» **ABOUT THIS EXERCISE**
Without including any picture, repeat the records below exactly.
[RECORDS PROVIDED Boundary: Start]
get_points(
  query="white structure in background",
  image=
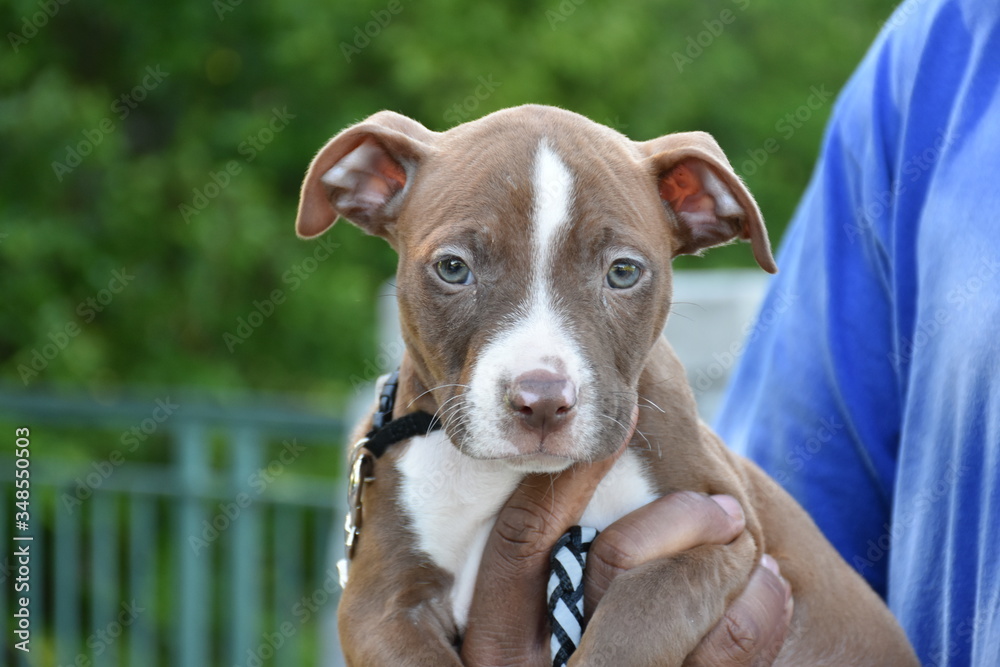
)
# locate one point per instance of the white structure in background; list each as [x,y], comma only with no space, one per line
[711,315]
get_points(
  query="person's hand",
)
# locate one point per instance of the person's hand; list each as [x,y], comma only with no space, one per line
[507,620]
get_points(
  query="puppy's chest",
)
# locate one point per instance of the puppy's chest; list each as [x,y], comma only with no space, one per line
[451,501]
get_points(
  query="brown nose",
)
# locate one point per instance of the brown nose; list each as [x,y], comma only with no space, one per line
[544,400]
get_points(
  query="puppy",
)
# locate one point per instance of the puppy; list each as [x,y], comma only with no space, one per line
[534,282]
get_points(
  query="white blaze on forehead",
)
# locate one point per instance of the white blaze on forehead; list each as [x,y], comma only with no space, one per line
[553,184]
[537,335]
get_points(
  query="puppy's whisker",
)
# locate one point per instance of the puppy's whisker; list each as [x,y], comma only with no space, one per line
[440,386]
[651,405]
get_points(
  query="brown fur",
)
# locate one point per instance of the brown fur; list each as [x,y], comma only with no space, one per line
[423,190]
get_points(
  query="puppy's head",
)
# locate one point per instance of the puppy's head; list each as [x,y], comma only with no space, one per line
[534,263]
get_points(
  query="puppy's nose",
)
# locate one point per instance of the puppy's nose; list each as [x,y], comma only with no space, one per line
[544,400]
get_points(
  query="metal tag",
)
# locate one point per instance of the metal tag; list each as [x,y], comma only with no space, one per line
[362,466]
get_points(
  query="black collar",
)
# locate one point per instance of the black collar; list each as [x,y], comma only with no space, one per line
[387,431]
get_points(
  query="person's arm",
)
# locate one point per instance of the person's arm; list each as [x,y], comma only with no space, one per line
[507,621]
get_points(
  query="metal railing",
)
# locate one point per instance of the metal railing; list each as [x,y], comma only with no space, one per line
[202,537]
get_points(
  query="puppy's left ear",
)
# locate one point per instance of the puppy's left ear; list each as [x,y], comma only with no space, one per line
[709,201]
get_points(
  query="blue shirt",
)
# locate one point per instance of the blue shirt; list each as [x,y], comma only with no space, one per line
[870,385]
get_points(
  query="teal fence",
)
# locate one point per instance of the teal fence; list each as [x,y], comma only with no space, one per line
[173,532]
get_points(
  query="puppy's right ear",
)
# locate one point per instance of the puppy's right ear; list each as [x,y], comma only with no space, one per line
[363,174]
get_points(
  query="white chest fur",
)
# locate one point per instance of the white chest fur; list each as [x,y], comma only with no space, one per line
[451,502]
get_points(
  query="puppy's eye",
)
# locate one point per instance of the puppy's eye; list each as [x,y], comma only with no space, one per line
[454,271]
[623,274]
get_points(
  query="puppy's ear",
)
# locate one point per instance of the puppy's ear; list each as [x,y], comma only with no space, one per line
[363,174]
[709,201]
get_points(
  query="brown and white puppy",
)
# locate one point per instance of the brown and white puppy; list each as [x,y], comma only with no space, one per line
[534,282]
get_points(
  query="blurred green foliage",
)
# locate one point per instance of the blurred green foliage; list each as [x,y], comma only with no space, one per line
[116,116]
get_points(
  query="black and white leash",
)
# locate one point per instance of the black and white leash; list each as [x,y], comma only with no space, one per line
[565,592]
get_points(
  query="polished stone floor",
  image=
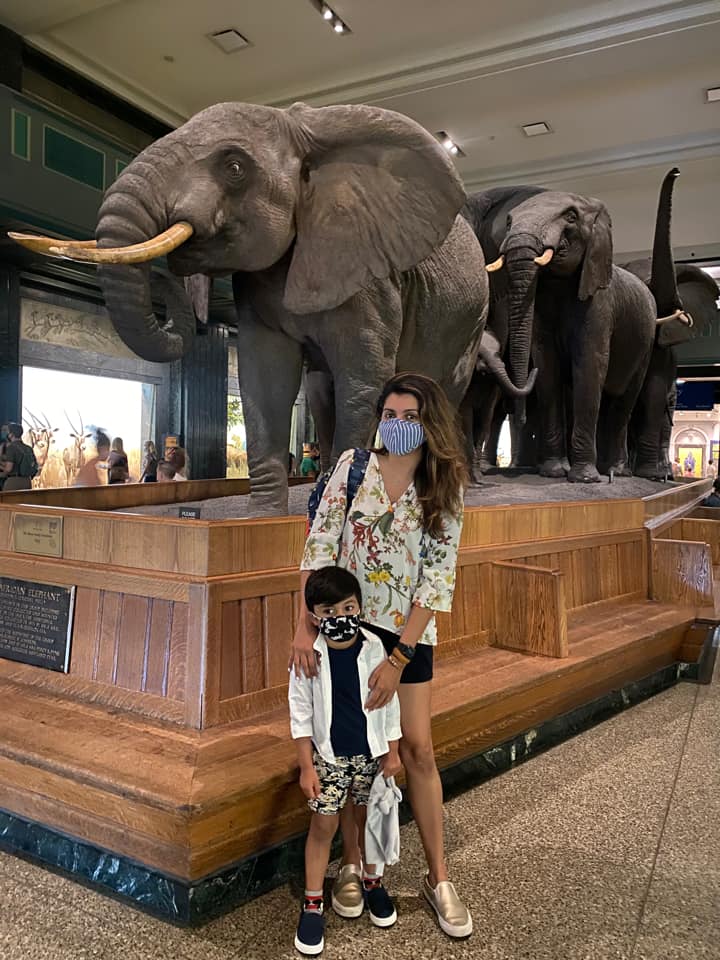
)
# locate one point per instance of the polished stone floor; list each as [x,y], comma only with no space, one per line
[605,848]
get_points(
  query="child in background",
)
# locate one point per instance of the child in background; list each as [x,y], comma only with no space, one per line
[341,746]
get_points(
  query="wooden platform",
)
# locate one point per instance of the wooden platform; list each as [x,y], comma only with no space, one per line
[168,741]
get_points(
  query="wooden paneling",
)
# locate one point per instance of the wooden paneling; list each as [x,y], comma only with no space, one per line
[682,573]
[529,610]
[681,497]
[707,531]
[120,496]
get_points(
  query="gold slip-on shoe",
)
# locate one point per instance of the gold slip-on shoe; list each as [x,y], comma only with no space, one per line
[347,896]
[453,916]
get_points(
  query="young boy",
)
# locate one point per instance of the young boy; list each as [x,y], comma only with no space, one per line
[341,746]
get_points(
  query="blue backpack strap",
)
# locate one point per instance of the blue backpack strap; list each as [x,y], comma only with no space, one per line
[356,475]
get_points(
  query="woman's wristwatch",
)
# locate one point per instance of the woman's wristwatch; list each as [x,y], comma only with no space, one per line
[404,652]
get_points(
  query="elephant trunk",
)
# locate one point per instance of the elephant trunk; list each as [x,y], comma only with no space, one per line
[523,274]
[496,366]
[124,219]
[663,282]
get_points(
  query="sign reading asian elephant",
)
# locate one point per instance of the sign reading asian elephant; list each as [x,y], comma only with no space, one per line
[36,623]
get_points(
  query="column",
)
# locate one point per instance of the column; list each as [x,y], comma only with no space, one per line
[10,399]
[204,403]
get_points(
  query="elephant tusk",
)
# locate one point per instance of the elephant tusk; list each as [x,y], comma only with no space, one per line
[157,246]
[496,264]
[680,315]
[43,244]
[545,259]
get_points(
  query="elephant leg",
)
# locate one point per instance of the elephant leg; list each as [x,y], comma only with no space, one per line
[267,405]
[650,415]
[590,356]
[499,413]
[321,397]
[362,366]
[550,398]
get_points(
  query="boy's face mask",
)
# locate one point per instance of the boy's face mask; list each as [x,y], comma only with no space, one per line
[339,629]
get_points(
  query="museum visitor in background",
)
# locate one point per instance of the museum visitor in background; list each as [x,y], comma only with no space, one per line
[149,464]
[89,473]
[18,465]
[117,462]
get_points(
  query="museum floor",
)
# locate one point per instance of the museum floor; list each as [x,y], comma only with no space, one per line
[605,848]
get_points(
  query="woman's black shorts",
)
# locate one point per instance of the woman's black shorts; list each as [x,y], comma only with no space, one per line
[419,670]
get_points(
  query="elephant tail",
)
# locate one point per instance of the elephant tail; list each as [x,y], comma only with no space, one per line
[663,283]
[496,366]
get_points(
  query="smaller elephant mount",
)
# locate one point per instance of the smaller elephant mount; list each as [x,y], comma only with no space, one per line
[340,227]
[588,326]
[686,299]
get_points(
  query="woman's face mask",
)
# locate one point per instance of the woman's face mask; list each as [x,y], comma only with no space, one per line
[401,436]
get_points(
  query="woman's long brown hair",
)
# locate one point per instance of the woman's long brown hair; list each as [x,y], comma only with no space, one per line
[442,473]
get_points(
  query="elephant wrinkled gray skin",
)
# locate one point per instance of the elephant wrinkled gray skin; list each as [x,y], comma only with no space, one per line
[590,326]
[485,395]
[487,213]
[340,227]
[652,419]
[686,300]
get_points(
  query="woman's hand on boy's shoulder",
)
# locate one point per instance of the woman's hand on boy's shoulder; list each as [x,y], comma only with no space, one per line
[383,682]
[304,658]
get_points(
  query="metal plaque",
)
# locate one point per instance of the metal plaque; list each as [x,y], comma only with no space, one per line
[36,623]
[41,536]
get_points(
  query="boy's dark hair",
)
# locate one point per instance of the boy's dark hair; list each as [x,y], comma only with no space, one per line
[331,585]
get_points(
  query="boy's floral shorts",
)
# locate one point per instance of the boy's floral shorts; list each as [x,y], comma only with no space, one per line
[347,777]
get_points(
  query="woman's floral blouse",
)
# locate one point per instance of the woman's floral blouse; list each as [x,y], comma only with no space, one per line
[RECORDS PROVIDED Boundary: End]
» **EXERCISE ANSWER**
get_points(
  query="white structure in background",
  image=
)
# locate one point per instance of the white structure in background; list each as [x,y], comma only with no space, one per line
[711,315]
get_points(
  query="person's hand",
)
# locate one point per instance of the person's hand; list each as [x,y], comma only with no space, one per line
[507,620]
get_points(
  query="puppy's chest",
)
# locate one point per instance of the puppy's chest; list each as [x,y], comma only with no space, one per line
[451,501]
get_points(
  query="brown nose",
)
# locate one point per instance of the brown nose; list each as [x,y], comma only with no space, one per line
[544,400]
get_points(
  query="puppy",
)
# locate one point per instance of the puppy; list each as [x,y], comma only with no space, one per line
[534,282]
get_points(
  query="white blaze on forehead",
)
# locate one point per instance of the white blaze on forehead; list each as [x,y], comma only with no space, one per line
[553,184]
[537,335]
get_points(
  query="puppy's whisker",
)
# locate one point per instance of the puppy's whisker; list each as [x,y], comma only with no space, one per line
[440,386]
[651,405]
get_points(
  query="brown fur",
)
# locate one point per instance of the brown fur; list each as [x,y], comma only with no space, one per line
[423,190]
get_points(
  query="puppy's head",
)
# locate one point per instance of the puppy's head; list each as [x,y], comma only with no space, one per line
[534,263]
get_points(
  query="puppy's nose",
)
# locate one point per instance of the puppy's nose; list each as [x,y], comma only with no space, one per line
[544,400]
get_points(
  query="metal tag",
)
# locate one point per instance of the metal tag; list each as [x,y], comma only with no space, one per line
[362,466]
get_points(
  query="black collar",
)
# locate one point per instance of the black collar; list each as [x,y], comma only with no space, one per line
[387,431]
get_points(
  query="person's arm",
)
# locate one point per instance of the person's arm; list each as [x,y], comma only with no space, one per line
[507,621]
get_points(
  query="metal railing",
)
# locate one point per instance of the metal railing; list each as [x,y], comma only with no space, one per line
[202,537]
get_points(
  query="puppy's left ear",
)
# locate one point per instance of the puppy's left ear; list each as [x,y], comma only with no space, one per line
[709,201]
get_points(
  query="blue shirt",
)
# locate one point per instance of the blue shirt; list each as [x,y], comma only with no space, one per line
[870,385]
get_points(
  query="teal fence",
)
# locate one point per instance of the teal fence; list each as [x,y], comma only with no space, one per line
[173,532]
get_points(
  query="puppy's right ear",
)
# locate one point per instance of the puppy's right ear; list each as [x,y], comma only with no space, one per line
[363,174]
get_points(
  query="white chest fur",
)
# locate one point per instance of the white chest fur; list each as [x,y], comma only with no space, one per line
[451,502]
get_points(
  query="puppy's eye",
)
# locate one point per instance of the puppy's eye; list each as [x,y], comma only with no space, one per line
[454,271]
[623,274]
get_points(
  query="puppy's ear",
)
# locate one point per instance of the puppy's ear; list each as [x,y], comma only with no space, one per line
[363,174]
[709,201]
get_points(
  query="brown and white puppy",
)
# locate one point per instance of the brown and white puppy; list each as [x,y], comma only with no space, one per line
[534,282]
get_points(
  query="blurred green foliage",
)
# locate one point per instance of the blurred green foliage; list each as [x,y], comma only with no space, one per line
[116,116]
get_points(
  query="black and white leash",
)
# locate one point per instance of the black and white leash; list each as [x,y], comma only with no space, one per line
[565,592]
get_points(
  query="polished stone floor",
  image=
)
# locate one point per instance of the polished stone floor; list each as [x,y], comma only with no space, one per line
[605,848]
get_points(
  query="child in background",
)
# locate one point per instance of the child in background; list each as [x,y], comma only with no space, one per line
[341,746]
get_points(
  query="wooden platform",
)
# locate one point per instance of the wooden platform; list each as [x,y], comma only with no space, one per line
[168,741]
get_points(
  query="wooden paneling",
)
# locate one point per instance of the wooden paneling; list each as [x,y], comma only with no space, one per line
[682,573]
[529,610]
[681,497]
[707,531]
[120,496]
get_points(
  query="gold slip-on shoe",
)
# locate one point per instance of the gold slip-on shoe; list each as [x,y], comma only with no space, one per line
[347,896]
[453,916]
get_points(
  query="young boy",
)
# locate one point per instance of the young boy; list each as [x,y], comma only with no space, one per line
[341,746]
get_points(
  query="blue backpack strap",
)
# locate one point per instance of the blue backpack strap; list each as [x,y], comma only with no space, one per line
[356,475]
get_points(
  query="woman's wristwatch",
)
# locate one point per instance of the woman's wristwatch; list each as [x,y], comma only with no space, one per line
[404,652]
get_points(
  query="elephant trunk",
)
# locate one point per instance of the elephant trunk; list each as [x,y], comma only with no space, one per line
[523,274]
[496,366]
[124,219]
[663,282]
get_points(
  query="sign reading asian elephant",
)
# locate one point per instance of the sign reading asian elephant; list each as [x,y], comma only with no space, one per line
[36,623]
get_points(
  query="column",
)
# locate one point per instance of the column; list each as [x,y], comma only with no space, one per line
[10,399]
[204,403]
get_points(
  query="elephant tusk",
)
# locate one point per instance of the elephant tusk; list each as [x,y], comma only with no space, one per line
[157,246]
[496,264]
[680,315]
[43,244]
[545,259]
get_points(
  query="elephant leg",
)
# locate one point per instance of the elephant leg; list each as [x,y], comma only with no space, one per line
[267,405]
[650,415]
[590,356]
[499,413]
[321,397]
[362,366]
[550,398]
get_points(
  query="boy's face mask",
)
# locate one point per instance of the boy's face mask; list each as [x,y], comma only with no space, one per line
[339,629]
get_points(
  query="museum visitor in background",
)
# locate one point per instance of the museum visitor in background; list each as [x,y], comma only with no space, one per line
[149,464]
[89,473]
[18,465]
[117,462]
get_points(
  query="museum floor",
)
# locate one point per instance of the museum floor; list each as [x,y], comma only with no space, one per line
[605,848]
get_points(
  query="woman's black shorts",
)
# locate one point per instance of the woman's black shorts; list each as [x,y], comma only with no space, one per line
[419,670]
get_points(
  query="elephant tail",
)
# locate one point per instance of the elephant tail; list each as [x,y], comma only with no space, one per line
[663,283]
[496,366]
get_points(
  query="smaller elephant mount",
)
# locate one point per instance of the smaller elephant mount; list each as [x,y], comma only with no space, one per line
[340,227]
[588,326]
[686,299]
get_points(
  query="woman's face mask",
)
# locate one point per instance of the woman's face mask; list each as [x,y], comma only with no space, one per line
[401,436]
get_points(
  query="woman's long brown hair",
)
# locate one point per instance of the woman's long brown hair; list each as [x,y], comma only with no space, one per line
[442,473]
get_points(
  query="elephant wrinkled gray skin",
)
# locate one point per instance of the elephant wrinkled gray skin; list each as [x,y], comma only with no space, one per line
[590,326]
[485,395]
[487,213]
[340,227]
[652,419]
[686,300]
get_points(
  query="woman's hand on boy's shoulder",
)
# locate one point per instance of the woman's hand on boy's shoulder; list each as [x,y], comma only with no space, one per line
[383,682]
[304,658]
get_points(
  query="metal plaque",
)
# locate one point per instance of the metal plaque; list each as [x,y], comma only with no space, one per line
[36,623]
[41,536]
get_points(
  query="boy's dark hair",
)
# locate one point per instance of the boy's dark hair; list each as [x,y], comma only with no space, one per line
[331,585]
get_points(
  query="boy's floral shorts",
)
# locate one point per instance of the boy's floral shorts; list each as [x,y], comma only with no space, one per line
[347,777]
get_points(
  query="woman's floral blouse",
)
# locate one point per instance of the woman's floral blouse; list each as [x,y], comma only with no space, one per line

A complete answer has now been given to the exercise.